> [To be done]:
Beginning at the line containing "# test: mark the balustrade" and continuing to the end of the records below, give each line again exactly as it stands, and only those lines.

** start Dataset **

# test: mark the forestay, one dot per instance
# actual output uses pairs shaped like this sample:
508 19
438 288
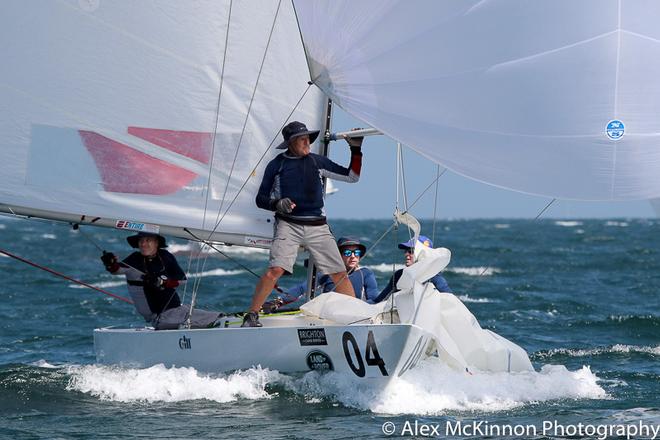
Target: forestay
558 98
140 111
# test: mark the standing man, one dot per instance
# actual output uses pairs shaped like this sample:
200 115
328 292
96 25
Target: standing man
292 187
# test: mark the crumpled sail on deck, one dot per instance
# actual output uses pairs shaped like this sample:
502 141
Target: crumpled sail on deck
456 334
558 98
136 110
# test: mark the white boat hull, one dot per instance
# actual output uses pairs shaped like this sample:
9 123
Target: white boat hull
286 343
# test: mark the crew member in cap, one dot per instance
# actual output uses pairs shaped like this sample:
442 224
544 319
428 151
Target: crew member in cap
408 248
362 279
292 187
153 274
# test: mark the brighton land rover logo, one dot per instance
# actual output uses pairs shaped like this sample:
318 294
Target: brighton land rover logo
615 129
185 343
319 361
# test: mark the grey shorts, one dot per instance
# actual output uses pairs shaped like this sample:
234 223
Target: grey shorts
318 241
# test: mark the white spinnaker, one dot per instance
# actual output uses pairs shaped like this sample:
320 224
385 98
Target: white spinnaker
514 93
109 109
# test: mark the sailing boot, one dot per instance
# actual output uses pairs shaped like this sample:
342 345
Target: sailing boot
251 319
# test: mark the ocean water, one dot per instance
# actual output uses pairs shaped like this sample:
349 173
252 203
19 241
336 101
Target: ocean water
582 297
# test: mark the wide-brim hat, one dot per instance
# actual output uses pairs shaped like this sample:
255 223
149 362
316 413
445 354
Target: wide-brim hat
295 129
134 240
410 244
350 241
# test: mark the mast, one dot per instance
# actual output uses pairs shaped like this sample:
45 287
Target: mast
325 143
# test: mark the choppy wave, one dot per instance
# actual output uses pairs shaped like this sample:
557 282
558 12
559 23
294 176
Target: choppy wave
598 351
568 223
101 284
474 271
160 384
385 267
471 271
190 248
216 273
619 224
430 389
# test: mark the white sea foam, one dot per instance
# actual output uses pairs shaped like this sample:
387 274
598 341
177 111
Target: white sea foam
429 389
618 348
42 363
474 271
160 384
385 267
467 298
432 389
568 223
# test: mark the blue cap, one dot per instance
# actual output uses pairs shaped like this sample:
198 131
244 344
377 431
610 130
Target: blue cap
411 244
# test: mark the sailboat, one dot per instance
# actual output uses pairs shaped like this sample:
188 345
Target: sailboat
161 117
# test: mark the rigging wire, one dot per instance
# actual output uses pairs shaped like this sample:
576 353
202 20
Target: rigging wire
217 114
247 114
61 275
435 203
203 261
486 269
261 158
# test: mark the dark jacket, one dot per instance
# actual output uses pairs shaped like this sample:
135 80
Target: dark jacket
299 179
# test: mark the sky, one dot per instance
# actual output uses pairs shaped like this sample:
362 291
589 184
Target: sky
458 197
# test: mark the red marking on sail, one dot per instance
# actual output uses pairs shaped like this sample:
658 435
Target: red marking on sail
192 144
126 170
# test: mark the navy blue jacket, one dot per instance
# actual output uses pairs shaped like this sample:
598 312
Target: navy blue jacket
299 179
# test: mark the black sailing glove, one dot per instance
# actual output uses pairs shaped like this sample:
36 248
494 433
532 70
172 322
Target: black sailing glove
356 144
109 261
284 206
152 280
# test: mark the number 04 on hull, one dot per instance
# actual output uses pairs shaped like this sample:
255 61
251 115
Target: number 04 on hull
289 344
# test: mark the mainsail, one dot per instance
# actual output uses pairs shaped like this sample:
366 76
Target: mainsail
156 112
557 98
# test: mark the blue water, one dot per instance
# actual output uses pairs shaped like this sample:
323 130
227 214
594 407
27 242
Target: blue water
582 297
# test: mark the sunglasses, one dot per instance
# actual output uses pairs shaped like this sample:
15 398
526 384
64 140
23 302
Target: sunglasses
349 252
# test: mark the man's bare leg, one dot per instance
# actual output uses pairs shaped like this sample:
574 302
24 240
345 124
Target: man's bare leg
265 285
342 283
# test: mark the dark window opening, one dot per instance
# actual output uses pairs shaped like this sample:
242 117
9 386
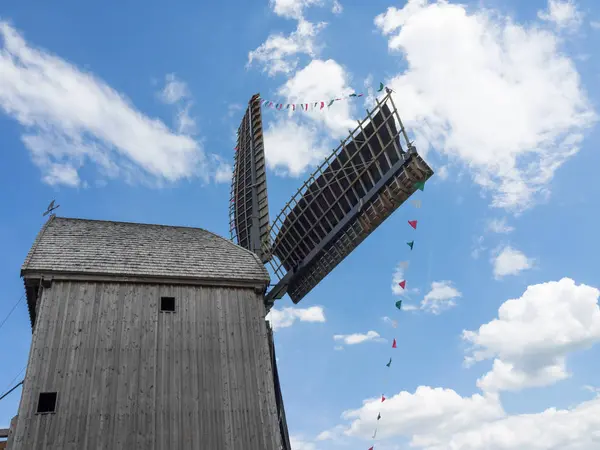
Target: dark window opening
47 402
167 304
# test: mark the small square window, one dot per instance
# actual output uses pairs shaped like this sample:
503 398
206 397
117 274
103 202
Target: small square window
167 304
47 402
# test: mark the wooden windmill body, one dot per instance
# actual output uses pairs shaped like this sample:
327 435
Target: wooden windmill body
154 337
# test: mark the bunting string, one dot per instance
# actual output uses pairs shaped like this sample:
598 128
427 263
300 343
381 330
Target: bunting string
306 106
403 283
313 105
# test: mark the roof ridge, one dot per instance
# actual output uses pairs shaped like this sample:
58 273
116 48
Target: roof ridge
38 239
169 226
239 246
133 223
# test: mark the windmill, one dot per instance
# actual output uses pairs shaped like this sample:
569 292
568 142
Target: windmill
364 180
50 208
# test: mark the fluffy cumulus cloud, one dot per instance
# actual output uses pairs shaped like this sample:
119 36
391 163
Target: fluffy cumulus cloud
531 337
563 14
532 334
358 338
176 92
292 9
496 96
509 261
71 118
298 443
499 226
429 415
442 296
286 317
296 142
279 53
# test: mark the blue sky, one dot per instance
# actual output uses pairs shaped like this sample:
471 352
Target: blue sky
128 113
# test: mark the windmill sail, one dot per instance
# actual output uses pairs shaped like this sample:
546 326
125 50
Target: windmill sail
360 185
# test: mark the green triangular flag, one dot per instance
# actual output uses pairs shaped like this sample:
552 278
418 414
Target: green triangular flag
420 185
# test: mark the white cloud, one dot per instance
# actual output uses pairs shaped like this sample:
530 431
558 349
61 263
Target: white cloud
176 92
499 226
510 261
278 54
441 297
424 415
298 443
61 174
478 247
500 97
358 338
71 118
298 141
441 419
286 317
532 335
337 7
563 14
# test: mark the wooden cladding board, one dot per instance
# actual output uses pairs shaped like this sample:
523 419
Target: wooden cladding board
131 377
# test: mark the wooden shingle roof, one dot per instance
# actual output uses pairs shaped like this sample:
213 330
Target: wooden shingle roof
79 246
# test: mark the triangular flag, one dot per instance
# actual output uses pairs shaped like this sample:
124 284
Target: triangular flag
420 185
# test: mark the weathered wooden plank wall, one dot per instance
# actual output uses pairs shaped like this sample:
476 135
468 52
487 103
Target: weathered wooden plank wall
131 377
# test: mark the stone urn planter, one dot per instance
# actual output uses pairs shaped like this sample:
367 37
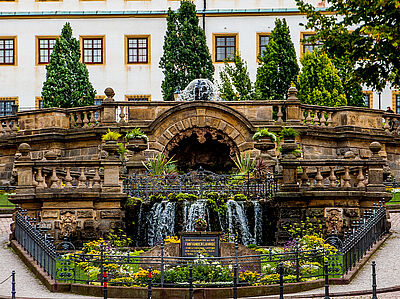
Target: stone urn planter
136 144
111 147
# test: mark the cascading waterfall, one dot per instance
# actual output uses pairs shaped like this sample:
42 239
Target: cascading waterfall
161 222
196 210
237 222
257 222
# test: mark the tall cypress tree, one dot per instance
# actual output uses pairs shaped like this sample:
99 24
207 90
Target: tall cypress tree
236 84
277 65
319 82
186 56
67 79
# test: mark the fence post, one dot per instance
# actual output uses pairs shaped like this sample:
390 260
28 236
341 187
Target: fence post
326 280
105 285
162 263
235 280
373 281
13 284
281 281
149 285
297 262
190 281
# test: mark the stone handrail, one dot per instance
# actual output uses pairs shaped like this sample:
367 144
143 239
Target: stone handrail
51 173
334 174
9 125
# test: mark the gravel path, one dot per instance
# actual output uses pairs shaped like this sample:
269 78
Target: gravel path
387 265
26 283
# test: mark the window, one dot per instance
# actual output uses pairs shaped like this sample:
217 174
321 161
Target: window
368 98
136 98
45 48
137 49
262 42
93 50
225 47
6 105
7 50
396 101
308 46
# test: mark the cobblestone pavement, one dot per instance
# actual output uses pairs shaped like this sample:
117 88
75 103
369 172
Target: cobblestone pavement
387 266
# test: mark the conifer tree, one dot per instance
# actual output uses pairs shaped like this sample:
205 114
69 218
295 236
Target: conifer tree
186 56
236 84
277 65
319 82
67 79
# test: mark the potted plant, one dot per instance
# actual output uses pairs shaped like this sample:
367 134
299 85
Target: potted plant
289 134
136 139
200 224
263 135
110 139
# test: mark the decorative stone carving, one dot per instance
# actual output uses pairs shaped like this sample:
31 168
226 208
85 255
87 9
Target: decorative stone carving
334 220
68 222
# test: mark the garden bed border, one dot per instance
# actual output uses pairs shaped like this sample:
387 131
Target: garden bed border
173 293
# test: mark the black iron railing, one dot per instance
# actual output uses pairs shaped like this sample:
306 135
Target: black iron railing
201 182
35 241
296 262
364 234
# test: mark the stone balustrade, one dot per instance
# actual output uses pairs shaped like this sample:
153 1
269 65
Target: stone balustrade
84 117
66 174
319 116
9 125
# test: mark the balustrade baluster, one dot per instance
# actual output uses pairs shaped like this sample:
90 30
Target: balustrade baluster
316 118
329 120
304 177
346 177
54 179
78 120
92 118
82 178
319 178
360 177
7 127
387 122
96 178
85 119
68 178
122 115
308 118
34 182
323 119
41 179
332 177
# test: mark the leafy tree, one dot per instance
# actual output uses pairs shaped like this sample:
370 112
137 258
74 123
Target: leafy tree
67 79
236 84
277 65
186 56
319 82
372 48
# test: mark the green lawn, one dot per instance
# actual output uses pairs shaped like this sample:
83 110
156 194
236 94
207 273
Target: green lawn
4 203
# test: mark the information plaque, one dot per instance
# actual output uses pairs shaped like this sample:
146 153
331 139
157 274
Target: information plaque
196 244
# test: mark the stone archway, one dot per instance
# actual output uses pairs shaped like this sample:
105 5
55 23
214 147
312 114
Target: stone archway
206 147
212 117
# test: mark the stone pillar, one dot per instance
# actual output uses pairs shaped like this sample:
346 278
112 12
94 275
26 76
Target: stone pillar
375 172
109 111
293 110
111 168
23 166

** end Dataset **

> [Finished answer]:
# test: mark the balustrade baluster, one dot per instance
# actual output uses pairs shaped like this sample:
90 30
Target: balustrade baluster
316 118
329 120
304 177
346 177
54 179
78 120
92 118
82 178
319 178
360 177
7 127
387 122
96 178
85 119
68 178
122 115
308 118
34 182
323 119
41 179
332 177
# test: mark the leafy tree, one dot per instance
# actual output uses pairs shaped like this sample:
370 112
137 258
74 123
Target: leafy tree
67 79
236 84
277 65
186 56
319 82
372 48
# test: mark the green lawn, one dot per instance
# actual output uses pairs shaped like this sample:
83 110
156 194
236 94
207 273
Target: green lawn
4 203
# test: mark the information plaque, one dot per instance
# actual output uses pairs shaped like this sample:
146 153
331 139
157 274
Target: information plaque
196 244
# test: mark the stone archway, one dot per instance
# actual output uses pairs shaped like this sample:
105 5
55 23
214 147
312 114
Target: stone archway
206 147
212 117
# test: mark the stone pillar, one dot per instance
# actual output uses pairs shaped like this sample:
346 278
112 12
94 275
26 76
Target: stone pillar
375 172
109 111
293 110
111 168
23 166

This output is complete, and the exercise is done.